[Opening GIVEN RECORDS section]
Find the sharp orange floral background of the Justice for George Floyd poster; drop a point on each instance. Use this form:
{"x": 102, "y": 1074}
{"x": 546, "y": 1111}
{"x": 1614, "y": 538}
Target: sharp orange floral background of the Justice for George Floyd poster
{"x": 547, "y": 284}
[Closing GIVEN RECORDS section]
## REQUIRED ACTION:
Every line above must be repeated exactly as it appears.

## COMPLETED TASK:
Find the sharp orange floral background of the Justice for George Floyd poster; drop a point on each instance. Use this form:
{"x": 102, "y": 1074}
{"x": 546, "y": 1111}
{"x": 1614, "y": 538}
Target: sharp orange floral background of the Justice for George Floyd poster
{"x": 547, "y": 284}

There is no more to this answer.